• Selected excerpt:
Active X and Active Scripting

The problem with IE is that unless you are at least semi-professional in terms of IT skills, the default settings for IE will leave inexperienced users vulnerable to attack. Mozilla Firefox does not allow ActiveX scripts to operate in any form, and this is one primary reason why most people are safer using Firefox than IE.

Moving to Mozilla

So, after reading yet another story about the many security holes in IE, I decided to test out Mozilla in June 2004. How difficult was this process to move to a new browser ?
Unbelievably easy !

The download via broadband takes no more than a minute, installation is simple - not even requiring a restart. The best thing about Firefox is that when you first install it, it will import ALL your IE settings - such as Cookies, your internet favourites/history, and all of your custom security settings (if you have them).

As with all software, Mozilla is constantly releasing upgrades, and it is worth visiting the main Mozilla site from time to time to keep in touch with what is happening. There is also a great help guide which is well worth visiting.

*If you don't like Mozilla (although in theory, this is impossible), then you can just revert back to using IE - which you did not need to uninstall anyway. 


Q. Do I have to uninstall Internet Explorer, in order to use Mozilla Firefox ?

No. Actually - for those users that use Windows, you will need to leave IE installed in order to download security updates for the windows operating system. Some users will like to use different browsers for different websites -there are technical reasons for this.

• Stated task 1: Report every line of the records below that contains the string "concrete", matching case exactly.

Dataset records

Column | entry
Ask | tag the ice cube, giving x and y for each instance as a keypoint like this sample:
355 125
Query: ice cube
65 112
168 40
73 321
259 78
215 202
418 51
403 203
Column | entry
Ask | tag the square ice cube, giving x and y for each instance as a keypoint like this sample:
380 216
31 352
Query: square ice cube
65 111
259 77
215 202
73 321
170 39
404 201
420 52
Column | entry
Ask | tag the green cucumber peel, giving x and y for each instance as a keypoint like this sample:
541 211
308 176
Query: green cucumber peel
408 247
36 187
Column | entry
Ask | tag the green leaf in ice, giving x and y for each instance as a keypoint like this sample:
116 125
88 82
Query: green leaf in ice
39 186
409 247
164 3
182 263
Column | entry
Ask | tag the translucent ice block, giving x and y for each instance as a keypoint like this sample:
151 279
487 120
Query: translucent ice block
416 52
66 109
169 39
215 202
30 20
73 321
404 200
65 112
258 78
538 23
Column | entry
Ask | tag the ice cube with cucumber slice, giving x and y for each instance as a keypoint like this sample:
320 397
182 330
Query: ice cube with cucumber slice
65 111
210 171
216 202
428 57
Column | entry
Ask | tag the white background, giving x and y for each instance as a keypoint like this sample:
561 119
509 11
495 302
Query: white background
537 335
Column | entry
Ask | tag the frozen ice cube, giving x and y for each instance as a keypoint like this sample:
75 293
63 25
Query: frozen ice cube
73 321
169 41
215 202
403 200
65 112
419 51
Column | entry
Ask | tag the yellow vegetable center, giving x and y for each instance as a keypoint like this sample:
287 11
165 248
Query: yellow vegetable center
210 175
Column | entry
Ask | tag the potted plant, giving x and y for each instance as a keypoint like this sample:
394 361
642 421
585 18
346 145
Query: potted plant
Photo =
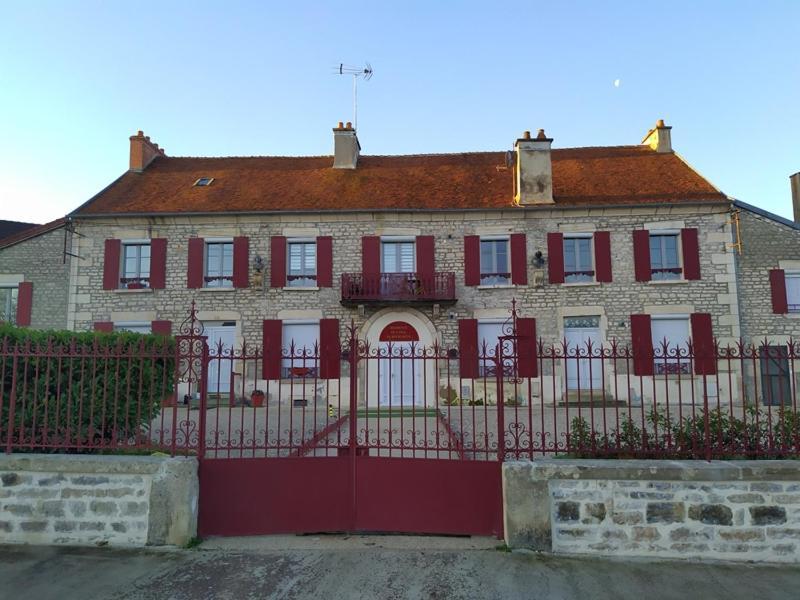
257 398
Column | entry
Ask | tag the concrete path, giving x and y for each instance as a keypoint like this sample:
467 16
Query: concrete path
368 567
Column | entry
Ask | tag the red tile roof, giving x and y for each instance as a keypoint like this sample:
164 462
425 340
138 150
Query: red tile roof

• Stated task 2: Carry on the piece about switching from Internet Explorer to Mozilla Firefox, picking up right after its final sentence.

• Answer 1:
Ask | tag the concrete path, giving x and y for each instance as a keypoint like this sample:
Query: concrete path

• Answer 2:
Q. How much does the software cost?

Mozilla software is entirely free, and you don't need to supply any personal details (such as an email) to download it.

Q. How long will it take to download, and where do I download it ?

The software is around 4-5Mb in size -which is relatively tiny, even 56k modems won't take more than 10-20mins to download.
Download Mozilla software

Q. Is the Mozilla Firefox web browser difficult to learn  ?

No way ! Mozilla software is designed to be user friendly - and people who have used Internet Explorer should recognise many common features found in Firefox, although some are named differently. It takes just a few days to get fully acquainted with the software, and to configure it in the way you prefer.

Q. Some websites look different using Firefox, why?

It is true that some of your favourite websites may look different when viewed using the Firefox web browser. Unlike IE, Firefox is designed to comply with all the international standards for web design. There are many websites that do not comply with the basic standards - and this is why some of them may now look somewhat 'odd' or just plain awful. It is not the fault of Mozilla, it is the fault of the original web designer that the site looks wrong.


Mozilla : Homepage for this rapidly developing site - now one of the web's most talked software sites.

Mozilla Support : A really great place to browse if you are curious to learn more about Mozilla before you take the plunge !

Introduction to Firefox : A superb guide by NIDELVEN IT. I suggest you bookmark this guide, it is very useful.

Why you should Dump IE : An article full of attitude, providing a convincing argument to make the switch - by Daniel Miessler



Mozilla Firefox is a superb web browser, even though the software is in a relatively early stage of development. In terms of web browsing, some users may take a few days to get used to some of the differences, but Firefox is very user friendly - with many help guides available on the main Mozilla site. All software is free to download, and it remains the long term intention of the developers to keep it that way.

I also suggest moving away from using Microsoft Outlook, for the same security reasons as IE.  Mozilla's email client 'Thunderbird' is a great piece of software, and for most people it is far safer than Outlook.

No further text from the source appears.